Excerpt to read —

::::::::::

- Privacy Amendment Act (2000)
- QLD Disability Services Act (2006)
- QLD Disability Services Regulations (2006)
- QLD Human Services Quality Framework
- QLD Child Protection Act (1999)
- QLD Child Protection Regulations (2000)
- RCS Complaints Management Policy
- RCS Feedback and Continuous Improvement Policy
This policy has been designed with recognition that Real Community Services must adhere to the National Privacy Principles and the Privacy Amendment (Private Sector) Act 2000. These principles and the privacy legislation set standards that must be met when collecting, holding, using and the disclosure of private or sensitive information.
This policy applies to employees and volunteers. All levels of management are committed to the implementation of this policy and are responsible for taking appropriate disciplinary action where required.
For the purposes of this policy, the following definitions apply:
Privacy refers to a person – that is, about his or her body, support needs, family and friends, relationships, lifestyle, home, workplace, belongings, and finances.
Confidentiality refers to information of a person or organization (written, spoken and observed) – that is about conversations, file, reports, programs, activities.
Dignity refers to treating a person or referring to a service, organisation with respect at all times.
At all times Real Community Services recognises and respects each person’s right to privacy and dignity by:
- Being treated with respect and with consideration to cultural and personal beliefs
- Ensuring that information is protected from access and use by unauthorised persons.

::::::::::

Supplied entries —

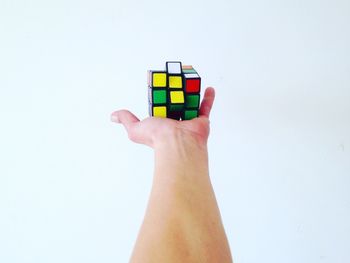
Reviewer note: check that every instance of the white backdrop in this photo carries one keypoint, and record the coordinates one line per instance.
(74, 189)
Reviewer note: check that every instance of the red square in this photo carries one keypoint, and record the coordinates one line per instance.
(193, 85)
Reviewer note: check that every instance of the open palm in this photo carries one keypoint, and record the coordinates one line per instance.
(153, 129)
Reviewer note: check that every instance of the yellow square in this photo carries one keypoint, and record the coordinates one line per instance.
(159, 80)
(177, 97)
(175, 82)
(159, 111)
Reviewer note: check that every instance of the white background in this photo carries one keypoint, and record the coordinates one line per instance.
(74, 189)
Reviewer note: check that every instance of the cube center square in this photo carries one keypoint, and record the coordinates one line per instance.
(159, 96)
(174, 67)
(175, 82)
(177, 97)
(159, 80)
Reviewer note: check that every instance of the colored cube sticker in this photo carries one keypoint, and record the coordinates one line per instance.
(192, 83)
(175, 92)
(159, 111)
(190, 114)
(158, 79)
(192, 101)
(159, 96)
(177, 97)
(174, 67)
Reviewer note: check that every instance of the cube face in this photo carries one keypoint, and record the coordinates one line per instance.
(174, 67)
(192, 101)
(177, 97)
(159, 96)
(190, 114)
(175, 82)
(159, 79)
(174, 93)
(159, 111)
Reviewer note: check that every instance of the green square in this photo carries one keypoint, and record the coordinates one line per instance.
(190, 114)
(159, 96)
(192, 101)
(176, 107)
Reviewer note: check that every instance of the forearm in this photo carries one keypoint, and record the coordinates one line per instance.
(182, 222)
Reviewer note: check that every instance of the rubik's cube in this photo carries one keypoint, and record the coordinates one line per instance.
(175, 92)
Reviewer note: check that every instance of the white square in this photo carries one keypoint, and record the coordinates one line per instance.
(174, 67)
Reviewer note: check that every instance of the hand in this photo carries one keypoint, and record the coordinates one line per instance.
(153, 130)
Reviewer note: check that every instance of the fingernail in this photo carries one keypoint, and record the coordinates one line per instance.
(115, 118)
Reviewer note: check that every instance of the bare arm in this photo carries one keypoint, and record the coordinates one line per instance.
(182, 221)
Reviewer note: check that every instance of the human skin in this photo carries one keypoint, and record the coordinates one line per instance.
(182, 221)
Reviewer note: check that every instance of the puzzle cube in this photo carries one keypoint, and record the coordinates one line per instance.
(174, 93)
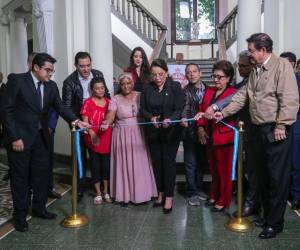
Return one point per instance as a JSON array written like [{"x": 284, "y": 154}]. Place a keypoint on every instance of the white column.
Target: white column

::::::::::

Problems and tasks —
a. Translate this sentence from the privacy policy into Spanish: "This policy applies to employees and volunteers."
b. Pick up the privacy policy where it ends and write what comes next.

Responses by task —
a. Esta política se aplica a los empleados y voluntarios.

b.
5.1. Collection and Disclosure
- Information will only be collected that is necessary to perform legitimate functions or activities and will only be collected by fair and lawful measures. This includes:
- Information on organisations, clients and their families that is directly relevant to service delivery.
- Information about Real Community Services employees such as contact details, tax file and bank account details, skills, qualifications and experience and any other relevant information.
- No information is collected about an individual without their written or implied consent (or the written consent of person responsible or guardian) unless disclosure is required by law.
5.2. Information Security
- Hard copy confidential information is stored in key lockable filing cabinets. Filing cabinet keys are only accessible to persons with authority to access the particular information contained within each filing cabinet.
- Electronic information is stored on a password secured computer network. Password access to Real Community Services network drive is provided to office-based staff only.
- Hard copies of confidential information that is intended to be used at a in secure location or Electronic copies of confidential information that have been stored outside of the secure network and or emailed, Should contain a some form of privacy Disclaimer.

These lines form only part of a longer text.